- Exercise details:
Which lines in the data below contain the string "castle"? List each one in full.

- Listed entries:

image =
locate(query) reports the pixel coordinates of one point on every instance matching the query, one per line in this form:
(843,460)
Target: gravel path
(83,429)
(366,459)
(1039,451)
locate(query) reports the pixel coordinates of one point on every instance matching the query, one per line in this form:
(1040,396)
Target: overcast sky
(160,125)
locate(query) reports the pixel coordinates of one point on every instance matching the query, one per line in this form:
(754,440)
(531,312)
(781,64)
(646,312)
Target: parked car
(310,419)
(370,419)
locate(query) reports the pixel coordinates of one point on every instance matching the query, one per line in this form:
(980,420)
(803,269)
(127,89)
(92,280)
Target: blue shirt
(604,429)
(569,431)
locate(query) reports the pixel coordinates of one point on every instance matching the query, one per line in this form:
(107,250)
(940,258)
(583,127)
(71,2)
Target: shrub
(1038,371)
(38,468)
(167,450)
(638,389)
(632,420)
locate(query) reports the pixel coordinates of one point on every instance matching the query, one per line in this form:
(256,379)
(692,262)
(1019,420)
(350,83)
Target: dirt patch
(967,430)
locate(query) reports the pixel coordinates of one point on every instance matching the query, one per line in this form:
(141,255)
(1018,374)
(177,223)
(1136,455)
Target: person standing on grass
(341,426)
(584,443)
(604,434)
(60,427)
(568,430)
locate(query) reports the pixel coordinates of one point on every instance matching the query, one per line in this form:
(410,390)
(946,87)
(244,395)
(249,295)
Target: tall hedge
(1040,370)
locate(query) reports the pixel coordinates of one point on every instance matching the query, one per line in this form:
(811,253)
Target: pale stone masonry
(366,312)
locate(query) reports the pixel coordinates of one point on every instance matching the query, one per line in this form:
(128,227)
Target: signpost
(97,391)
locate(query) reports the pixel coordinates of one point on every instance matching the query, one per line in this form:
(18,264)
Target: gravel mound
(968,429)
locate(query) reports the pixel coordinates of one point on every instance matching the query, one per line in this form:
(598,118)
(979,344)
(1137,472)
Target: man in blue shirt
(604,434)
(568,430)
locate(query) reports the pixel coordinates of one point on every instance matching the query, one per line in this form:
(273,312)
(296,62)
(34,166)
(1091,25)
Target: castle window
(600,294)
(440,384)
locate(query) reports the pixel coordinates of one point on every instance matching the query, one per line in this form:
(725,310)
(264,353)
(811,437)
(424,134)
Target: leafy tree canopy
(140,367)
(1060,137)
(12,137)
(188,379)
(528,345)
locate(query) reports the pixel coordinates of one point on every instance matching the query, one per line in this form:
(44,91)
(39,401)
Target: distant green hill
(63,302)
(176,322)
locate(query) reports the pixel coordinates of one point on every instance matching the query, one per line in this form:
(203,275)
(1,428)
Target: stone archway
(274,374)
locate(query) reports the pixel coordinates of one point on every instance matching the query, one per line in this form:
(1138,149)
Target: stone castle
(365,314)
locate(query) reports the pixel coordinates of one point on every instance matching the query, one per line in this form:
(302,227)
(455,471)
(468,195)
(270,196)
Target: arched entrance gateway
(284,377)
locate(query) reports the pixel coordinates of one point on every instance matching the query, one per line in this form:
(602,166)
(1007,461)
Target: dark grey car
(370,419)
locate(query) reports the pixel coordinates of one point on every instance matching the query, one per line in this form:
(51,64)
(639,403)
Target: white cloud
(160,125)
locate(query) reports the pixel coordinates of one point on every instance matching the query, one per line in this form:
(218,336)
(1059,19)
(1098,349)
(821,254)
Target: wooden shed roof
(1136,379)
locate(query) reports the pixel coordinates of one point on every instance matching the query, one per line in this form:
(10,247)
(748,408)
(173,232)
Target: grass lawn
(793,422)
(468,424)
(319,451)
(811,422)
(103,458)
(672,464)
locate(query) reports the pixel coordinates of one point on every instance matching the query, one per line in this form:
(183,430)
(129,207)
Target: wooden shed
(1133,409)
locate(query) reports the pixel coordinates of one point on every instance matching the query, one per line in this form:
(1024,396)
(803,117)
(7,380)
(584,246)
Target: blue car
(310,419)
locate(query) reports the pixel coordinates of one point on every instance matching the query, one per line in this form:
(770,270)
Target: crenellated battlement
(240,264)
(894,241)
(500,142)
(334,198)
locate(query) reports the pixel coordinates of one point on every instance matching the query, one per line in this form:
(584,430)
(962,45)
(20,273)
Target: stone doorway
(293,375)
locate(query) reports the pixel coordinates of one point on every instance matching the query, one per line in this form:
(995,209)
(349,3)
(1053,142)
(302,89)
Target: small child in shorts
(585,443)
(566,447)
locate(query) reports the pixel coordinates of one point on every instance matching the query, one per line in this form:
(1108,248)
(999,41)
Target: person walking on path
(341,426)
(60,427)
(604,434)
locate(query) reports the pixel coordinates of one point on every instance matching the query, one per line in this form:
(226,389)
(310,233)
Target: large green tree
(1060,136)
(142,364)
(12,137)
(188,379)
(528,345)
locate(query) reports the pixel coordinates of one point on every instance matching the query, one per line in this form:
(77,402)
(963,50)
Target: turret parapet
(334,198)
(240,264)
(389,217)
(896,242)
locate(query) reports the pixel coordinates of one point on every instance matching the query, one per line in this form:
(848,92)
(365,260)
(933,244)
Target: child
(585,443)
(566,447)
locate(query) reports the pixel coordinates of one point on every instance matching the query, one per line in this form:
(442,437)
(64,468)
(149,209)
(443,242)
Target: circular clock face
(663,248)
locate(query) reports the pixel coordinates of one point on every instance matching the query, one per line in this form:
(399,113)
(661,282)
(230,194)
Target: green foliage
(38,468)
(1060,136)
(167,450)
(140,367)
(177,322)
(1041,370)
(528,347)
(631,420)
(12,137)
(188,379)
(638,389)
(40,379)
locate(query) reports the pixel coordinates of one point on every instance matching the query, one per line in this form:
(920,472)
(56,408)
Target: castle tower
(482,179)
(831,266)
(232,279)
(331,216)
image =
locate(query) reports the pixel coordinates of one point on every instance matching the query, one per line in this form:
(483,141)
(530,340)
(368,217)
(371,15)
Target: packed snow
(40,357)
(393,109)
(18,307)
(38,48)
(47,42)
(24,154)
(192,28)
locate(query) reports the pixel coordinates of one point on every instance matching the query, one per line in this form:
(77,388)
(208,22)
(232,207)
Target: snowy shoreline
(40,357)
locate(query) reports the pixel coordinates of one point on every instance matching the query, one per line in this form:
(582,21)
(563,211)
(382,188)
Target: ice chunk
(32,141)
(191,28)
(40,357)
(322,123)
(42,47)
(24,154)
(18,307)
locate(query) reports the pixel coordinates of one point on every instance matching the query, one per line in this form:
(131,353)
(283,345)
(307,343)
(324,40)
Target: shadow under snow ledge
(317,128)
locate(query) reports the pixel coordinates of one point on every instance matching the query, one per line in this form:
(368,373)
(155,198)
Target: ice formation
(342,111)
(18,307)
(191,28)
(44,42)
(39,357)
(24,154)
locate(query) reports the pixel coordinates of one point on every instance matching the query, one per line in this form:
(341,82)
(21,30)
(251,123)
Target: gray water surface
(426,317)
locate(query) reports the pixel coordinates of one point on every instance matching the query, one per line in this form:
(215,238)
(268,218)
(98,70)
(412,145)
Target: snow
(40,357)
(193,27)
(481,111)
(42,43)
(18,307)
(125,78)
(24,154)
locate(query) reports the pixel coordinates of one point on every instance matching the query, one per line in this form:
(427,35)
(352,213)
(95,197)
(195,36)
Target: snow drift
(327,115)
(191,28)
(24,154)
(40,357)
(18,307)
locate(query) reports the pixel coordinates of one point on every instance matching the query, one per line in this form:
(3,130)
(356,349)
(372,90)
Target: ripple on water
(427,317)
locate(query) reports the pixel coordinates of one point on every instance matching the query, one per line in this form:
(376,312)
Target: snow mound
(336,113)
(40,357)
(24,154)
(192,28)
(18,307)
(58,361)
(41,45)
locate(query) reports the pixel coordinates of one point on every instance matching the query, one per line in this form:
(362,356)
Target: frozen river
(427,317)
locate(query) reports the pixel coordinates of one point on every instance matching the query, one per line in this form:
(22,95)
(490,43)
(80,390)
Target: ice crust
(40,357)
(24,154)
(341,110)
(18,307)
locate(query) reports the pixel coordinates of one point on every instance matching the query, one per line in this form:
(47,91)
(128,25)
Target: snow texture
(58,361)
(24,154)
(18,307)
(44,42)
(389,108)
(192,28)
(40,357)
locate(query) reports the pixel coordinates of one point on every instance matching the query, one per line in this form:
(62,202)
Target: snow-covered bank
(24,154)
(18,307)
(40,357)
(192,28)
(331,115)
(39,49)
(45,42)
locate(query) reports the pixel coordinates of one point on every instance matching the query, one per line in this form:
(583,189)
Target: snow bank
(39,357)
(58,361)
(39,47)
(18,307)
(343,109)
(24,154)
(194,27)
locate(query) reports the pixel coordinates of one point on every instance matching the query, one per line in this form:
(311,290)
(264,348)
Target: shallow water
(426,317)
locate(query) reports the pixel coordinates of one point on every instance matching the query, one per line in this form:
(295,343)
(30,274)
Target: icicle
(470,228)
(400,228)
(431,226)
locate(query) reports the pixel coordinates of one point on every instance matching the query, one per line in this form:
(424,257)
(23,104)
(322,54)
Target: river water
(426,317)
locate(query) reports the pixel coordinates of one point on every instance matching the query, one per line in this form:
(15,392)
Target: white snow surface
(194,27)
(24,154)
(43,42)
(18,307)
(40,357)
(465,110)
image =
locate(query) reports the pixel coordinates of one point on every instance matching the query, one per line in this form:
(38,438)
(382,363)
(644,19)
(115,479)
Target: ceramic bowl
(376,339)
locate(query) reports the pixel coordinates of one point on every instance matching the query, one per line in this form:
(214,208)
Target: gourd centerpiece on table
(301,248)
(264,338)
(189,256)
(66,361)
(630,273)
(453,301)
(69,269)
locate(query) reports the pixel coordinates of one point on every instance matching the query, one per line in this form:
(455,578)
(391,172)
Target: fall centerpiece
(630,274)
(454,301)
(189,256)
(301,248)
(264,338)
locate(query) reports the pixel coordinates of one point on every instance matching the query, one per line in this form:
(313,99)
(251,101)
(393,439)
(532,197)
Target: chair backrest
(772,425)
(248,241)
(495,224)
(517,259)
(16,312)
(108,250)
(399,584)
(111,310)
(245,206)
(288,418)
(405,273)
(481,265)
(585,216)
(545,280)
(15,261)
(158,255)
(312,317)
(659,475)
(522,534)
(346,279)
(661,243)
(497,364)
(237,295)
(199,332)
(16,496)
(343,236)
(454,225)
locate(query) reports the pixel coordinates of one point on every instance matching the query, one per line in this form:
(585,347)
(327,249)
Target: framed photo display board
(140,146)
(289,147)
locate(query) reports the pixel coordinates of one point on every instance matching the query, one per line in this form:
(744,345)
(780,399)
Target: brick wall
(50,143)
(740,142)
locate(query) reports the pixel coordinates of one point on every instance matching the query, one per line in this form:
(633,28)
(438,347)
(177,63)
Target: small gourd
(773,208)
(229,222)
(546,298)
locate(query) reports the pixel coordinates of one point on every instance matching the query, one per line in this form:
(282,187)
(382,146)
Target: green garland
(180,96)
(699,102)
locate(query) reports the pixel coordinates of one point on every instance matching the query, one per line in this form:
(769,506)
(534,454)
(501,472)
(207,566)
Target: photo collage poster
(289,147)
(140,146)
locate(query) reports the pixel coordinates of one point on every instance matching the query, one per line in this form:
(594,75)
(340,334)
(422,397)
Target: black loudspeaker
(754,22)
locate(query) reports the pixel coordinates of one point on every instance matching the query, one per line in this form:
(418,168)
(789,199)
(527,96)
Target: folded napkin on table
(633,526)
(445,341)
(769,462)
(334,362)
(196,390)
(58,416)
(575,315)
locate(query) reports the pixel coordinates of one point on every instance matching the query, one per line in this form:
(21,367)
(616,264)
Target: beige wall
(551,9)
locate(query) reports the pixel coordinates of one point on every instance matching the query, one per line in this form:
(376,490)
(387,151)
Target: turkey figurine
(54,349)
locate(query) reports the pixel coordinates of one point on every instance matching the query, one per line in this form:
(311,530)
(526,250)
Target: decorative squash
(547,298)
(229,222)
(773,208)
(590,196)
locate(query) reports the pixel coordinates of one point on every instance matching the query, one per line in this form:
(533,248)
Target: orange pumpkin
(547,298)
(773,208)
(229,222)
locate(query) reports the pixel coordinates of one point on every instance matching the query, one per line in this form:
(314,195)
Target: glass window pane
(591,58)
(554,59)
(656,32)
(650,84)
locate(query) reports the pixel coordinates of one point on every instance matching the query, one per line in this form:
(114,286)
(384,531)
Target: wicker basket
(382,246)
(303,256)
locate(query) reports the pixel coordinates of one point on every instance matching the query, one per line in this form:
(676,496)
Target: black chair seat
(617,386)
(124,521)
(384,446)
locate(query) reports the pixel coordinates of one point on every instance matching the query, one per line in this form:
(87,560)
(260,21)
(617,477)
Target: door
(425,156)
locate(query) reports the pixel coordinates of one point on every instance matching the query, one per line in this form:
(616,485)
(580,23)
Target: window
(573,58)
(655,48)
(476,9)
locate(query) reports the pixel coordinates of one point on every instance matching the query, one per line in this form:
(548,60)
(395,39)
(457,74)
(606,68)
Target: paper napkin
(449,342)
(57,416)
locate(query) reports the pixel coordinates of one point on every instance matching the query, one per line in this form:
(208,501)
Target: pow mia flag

- Reply:
Target: castle window
Target: stone castle
Target: castle tower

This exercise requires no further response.